REQUIREMENT: Turn every line of the listing below into a Markdown table with the columns Row and Line, numbering the rows and skipping any blank lines. Leave the pictures out.

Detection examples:

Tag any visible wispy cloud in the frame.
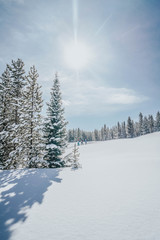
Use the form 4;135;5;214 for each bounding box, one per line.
56;75;149;115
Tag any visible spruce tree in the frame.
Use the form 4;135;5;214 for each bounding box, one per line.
127;117;134;138
44;74;67;168
143;116;149;134
0;67;13;169
7;59;26;168
148;115;154;133
155;111;160;132
23;66;45;168
139;112;143;136
72;143;80;169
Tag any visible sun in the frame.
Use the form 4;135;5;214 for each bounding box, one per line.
64;42;91;70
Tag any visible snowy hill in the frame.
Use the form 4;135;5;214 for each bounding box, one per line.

RESULT BELOW:
| Row | Line |
|---|---|
| 1 | Tag any visible wispy cloud in the frame. |
| 2 | Use the form 4;135;5;214 for each bounding box, one per line. |
| 3 | 56;75;149;115 |
| 4 | Tag any visible spruce tree in the frame. |
| 5 | Use the form 4;135;5;214 for each bounding box, one per line. |
| 6 | 127;117;134;138 |
| 7 | 44;74;67;168 |
| 8 | 143;116;149;134 |
| 9 | 0;67;13;169 |
| 10 | 7;59;26;168 |
| 11 | 148;115;154;133 |
| 12 | 155;111;160;132 |
| 13 | 23;66;45;168 |
| 14 | 139;112;143;136 |
| 15 | 72;143;80;169 |
| 16 | Tag any visible sun in the frame. |
| 17 | Use the form 4;135;5;214 for each bounding box, one per line. |
| 18 | 64;42;91;70 |
| 19 | Tag any visible snowy hill in the frame. |
| 20 | Use the form 4;135;5;214 for each bounding box, one per line. |